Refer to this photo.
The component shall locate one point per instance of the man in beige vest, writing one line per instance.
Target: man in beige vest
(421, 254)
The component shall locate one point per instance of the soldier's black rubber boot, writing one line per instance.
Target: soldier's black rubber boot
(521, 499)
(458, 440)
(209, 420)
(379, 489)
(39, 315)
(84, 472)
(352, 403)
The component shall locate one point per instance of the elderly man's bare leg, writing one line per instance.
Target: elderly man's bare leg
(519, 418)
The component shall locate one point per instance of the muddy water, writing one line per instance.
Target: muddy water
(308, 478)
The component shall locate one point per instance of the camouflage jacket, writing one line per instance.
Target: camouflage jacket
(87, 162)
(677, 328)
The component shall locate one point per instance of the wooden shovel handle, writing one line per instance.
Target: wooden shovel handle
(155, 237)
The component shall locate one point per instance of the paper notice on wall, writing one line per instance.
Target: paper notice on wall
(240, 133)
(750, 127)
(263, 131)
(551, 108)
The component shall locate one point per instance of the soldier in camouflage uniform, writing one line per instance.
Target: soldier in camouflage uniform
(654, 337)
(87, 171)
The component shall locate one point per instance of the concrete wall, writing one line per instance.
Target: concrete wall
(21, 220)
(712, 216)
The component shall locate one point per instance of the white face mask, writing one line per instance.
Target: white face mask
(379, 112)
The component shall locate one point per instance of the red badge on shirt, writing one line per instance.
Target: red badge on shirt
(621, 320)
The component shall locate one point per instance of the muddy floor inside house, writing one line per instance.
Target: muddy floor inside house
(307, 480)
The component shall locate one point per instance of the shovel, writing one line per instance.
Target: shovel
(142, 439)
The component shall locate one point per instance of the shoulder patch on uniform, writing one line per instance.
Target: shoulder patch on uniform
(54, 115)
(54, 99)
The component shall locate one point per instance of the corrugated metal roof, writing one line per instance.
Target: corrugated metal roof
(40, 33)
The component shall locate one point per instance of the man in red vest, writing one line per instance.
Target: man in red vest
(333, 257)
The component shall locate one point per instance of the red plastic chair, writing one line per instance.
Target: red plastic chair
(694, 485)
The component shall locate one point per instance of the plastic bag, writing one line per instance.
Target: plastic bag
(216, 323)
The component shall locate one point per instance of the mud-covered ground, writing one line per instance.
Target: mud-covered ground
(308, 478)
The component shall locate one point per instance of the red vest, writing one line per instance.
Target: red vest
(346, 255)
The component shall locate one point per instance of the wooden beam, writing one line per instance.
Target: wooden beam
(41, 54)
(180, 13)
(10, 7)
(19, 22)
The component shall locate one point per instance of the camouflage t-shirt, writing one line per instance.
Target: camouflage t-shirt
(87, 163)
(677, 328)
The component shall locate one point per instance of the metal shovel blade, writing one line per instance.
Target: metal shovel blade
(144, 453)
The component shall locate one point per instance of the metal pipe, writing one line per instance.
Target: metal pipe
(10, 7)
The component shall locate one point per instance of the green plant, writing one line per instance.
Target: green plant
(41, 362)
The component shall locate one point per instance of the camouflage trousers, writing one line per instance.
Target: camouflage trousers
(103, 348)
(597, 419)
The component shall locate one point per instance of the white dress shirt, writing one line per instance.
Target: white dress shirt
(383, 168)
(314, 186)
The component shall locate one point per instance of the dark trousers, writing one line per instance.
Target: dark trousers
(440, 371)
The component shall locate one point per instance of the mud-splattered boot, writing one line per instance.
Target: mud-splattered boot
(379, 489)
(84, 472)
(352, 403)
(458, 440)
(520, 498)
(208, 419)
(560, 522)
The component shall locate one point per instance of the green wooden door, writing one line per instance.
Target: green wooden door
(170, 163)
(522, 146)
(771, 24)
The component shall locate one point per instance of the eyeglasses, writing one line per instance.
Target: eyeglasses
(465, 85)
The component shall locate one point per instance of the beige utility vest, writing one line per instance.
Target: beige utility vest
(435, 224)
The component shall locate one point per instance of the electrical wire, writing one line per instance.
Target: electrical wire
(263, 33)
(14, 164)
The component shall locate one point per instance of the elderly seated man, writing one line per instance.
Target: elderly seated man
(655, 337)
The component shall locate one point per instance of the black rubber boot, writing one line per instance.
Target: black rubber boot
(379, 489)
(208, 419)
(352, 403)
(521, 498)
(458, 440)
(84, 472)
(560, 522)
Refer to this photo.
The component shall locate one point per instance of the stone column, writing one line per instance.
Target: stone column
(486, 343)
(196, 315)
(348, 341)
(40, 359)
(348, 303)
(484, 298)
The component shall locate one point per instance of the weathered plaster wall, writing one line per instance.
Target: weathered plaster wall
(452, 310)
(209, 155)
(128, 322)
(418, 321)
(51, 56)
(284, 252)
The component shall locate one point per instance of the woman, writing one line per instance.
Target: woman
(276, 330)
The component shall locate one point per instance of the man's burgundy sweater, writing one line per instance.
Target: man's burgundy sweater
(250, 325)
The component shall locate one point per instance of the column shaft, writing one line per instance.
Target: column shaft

━━━━━━━━━━━━━━━━━━━━━━━━━━━━━━

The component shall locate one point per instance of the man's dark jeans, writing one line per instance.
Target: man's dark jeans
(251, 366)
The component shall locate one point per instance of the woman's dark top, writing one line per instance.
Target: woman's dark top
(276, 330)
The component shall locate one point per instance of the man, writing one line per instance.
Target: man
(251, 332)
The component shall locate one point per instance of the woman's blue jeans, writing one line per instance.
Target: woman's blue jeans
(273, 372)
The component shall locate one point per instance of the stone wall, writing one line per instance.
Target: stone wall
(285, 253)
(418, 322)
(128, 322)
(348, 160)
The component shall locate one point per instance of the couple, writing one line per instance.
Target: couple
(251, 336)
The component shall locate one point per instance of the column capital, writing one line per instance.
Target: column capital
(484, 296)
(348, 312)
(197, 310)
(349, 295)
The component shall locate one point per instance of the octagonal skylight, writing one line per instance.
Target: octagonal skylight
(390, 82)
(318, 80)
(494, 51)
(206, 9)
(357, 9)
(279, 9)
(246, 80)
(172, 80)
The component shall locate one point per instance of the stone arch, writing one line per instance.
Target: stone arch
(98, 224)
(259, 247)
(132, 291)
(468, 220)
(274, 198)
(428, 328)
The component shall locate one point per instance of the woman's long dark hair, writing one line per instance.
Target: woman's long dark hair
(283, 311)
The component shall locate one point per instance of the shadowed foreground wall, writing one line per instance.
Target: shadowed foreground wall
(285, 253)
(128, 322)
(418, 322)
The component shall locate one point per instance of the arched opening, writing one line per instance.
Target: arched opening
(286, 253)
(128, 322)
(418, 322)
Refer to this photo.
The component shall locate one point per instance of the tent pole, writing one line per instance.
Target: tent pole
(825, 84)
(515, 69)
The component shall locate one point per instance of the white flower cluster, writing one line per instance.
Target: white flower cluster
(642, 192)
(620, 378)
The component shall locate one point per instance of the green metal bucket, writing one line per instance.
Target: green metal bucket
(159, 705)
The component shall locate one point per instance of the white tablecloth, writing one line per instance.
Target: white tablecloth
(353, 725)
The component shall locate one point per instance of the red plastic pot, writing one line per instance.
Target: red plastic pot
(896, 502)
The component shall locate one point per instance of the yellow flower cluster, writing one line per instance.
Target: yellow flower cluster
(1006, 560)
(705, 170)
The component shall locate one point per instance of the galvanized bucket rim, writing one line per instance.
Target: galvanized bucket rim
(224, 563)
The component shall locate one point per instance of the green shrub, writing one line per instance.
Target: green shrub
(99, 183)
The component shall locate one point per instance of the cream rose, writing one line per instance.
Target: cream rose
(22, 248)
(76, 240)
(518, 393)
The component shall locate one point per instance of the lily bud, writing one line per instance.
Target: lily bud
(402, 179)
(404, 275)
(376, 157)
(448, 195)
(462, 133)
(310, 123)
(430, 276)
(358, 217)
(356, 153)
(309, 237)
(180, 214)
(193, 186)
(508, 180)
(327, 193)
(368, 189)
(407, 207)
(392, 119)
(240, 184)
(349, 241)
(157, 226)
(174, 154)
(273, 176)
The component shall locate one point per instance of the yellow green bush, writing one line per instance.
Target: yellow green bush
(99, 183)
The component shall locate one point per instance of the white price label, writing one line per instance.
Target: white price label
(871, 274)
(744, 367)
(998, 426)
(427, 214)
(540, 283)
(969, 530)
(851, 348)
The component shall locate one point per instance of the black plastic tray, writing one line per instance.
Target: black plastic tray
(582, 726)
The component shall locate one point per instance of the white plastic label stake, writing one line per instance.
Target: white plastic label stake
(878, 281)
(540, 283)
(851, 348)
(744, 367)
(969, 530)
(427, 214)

━━━━━━━━━━━━━━━━━━━━━━━━━━━━━━

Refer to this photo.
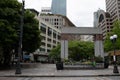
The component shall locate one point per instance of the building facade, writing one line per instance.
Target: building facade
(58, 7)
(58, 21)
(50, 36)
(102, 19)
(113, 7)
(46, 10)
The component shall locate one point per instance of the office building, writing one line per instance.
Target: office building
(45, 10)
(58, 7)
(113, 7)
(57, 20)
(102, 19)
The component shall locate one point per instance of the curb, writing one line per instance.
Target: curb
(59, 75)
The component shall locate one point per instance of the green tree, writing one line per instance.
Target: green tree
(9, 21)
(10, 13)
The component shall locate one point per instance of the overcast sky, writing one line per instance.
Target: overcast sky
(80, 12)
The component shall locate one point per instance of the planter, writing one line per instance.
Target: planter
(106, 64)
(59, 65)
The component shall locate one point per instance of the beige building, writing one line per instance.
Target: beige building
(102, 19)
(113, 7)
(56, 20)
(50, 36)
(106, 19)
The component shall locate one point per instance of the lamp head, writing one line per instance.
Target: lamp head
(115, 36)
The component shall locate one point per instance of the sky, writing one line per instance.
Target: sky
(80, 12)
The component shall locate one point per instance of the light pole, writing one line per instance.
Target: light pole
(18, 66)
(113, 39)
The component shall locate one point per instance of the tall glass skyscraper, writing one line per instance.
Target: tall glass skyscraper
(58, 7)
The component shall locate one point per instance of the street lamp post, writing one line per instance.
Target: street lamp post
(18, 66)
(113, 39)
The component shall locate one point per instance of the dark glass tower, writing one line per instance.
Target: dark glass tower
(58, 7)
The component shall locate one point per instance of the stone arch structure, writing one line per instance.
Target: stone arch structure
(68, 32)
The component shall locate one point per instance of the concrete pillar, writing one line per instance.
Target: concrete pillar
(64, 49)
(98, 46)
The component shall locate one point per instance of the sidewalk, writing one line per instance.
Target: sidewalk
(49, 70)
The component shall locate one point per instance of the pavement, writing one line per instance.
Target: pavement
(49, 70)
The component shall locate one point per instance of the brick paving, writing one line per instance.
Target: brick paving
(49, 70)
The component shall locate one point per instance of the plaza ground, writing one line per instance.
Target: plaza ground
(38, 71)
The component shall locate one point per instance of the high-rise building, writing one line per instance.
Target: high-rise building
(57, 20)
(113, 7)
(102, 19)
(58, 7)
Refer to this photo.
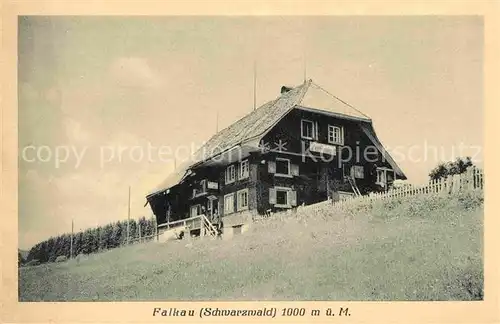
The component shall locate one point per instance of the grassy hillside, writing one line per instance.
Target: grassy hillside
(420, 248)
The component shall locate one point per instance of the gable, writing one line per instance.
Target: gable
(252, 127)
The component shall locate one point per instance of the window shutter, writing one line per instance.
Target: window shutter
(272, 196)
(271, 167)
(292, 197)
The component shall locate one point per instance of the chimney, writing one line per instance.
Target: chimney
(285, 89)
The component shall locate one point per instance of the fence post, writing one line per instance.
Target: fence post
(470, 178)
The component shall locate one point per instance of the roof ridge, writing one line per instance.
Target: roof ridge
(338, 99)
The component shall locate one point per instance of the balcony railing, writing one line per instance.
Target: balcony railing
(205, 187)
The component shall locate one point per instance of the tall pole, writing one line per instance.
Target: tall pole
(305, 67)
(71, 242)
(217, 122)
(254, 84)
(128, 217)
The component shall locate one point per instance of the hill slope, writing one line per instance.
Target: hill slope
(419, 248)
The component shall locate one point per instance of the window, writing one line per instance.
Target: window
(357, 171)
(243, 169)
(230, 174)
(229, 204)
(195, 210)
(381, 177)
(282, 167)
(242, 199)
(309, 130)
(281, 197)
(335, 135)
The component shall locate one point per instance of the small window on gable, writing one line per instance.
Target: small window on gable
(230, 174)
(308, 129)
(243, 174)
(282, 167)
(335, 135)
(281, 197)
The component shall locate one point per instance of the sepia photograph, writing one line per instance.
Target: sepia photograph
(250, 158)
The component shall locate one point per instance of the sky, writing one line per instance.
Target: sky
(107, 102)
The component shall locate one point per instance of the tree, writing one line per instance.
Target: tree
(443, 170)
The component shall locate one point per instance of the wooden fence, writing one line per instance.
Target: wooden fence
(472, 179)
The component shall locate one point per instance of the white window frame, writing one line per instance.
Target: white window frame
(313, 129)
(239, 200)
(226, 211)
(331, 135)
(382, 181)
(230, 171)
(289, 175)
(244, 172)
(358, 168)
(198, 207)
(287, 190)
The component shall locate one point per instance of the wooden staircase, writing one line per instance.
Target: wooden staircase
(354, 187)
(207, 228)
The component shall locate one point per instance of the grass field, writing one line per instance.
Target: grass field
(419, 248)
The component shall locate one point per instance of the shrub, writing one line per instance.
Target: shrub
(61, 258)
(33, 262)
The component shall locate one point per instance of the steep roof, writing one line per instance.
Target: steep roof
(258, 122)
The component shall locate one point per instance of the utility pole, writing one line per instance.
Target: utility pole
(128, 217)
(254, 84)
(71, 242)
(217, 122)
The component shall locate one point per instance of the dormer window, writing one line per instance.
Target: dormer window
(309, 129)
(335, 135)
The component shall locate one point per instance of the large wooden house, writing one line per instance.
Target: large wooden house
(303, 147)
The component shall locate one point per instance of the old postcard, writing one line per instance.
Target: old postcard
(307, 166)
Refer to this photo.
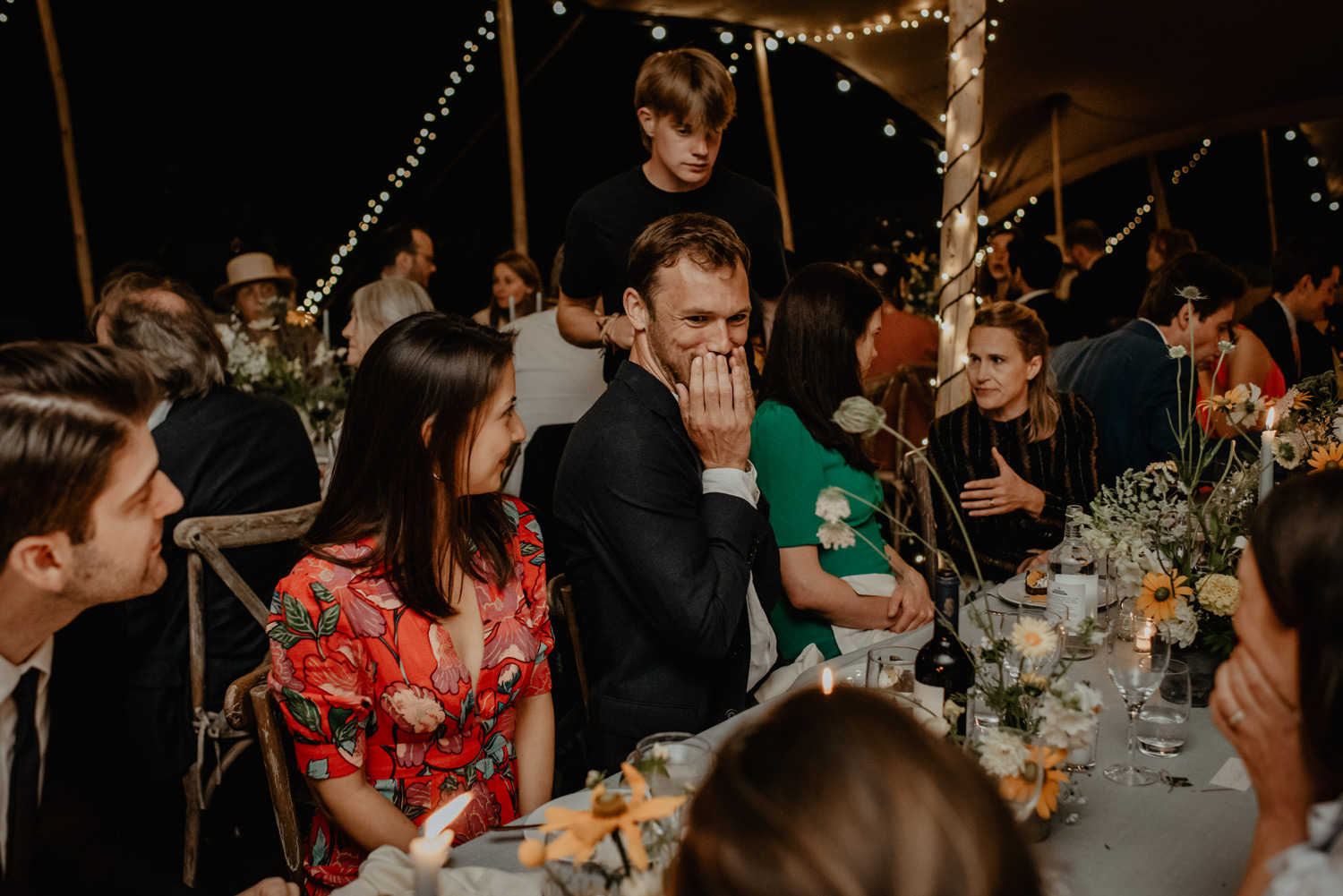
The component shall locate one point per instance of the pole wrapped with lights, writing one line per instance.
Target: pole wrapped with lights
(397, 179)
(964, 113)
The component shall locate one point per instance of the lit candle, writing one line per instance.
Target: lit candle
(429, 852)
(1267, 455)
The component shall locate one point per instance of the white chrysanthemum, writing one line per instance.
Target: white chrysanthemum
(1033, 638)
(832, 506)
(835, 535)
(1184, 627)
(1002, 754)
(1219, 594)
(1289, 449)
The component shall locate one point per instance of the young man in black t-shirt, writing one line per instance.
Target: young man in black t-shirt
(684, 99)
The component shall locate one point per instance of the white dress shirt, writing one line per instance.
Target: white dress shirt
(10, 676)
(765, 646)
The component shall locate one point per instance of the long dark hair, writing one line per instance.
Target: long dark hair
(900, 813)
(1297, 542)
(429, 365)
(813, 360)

━━━━━━━━━━━━━━━━━━━━━━━━━━━━━━

EXERCISE DESCRIPTION:
Count the lines in the listing above that include the word "shaft", and respond with that number alone.

TASK OUTPUT:
2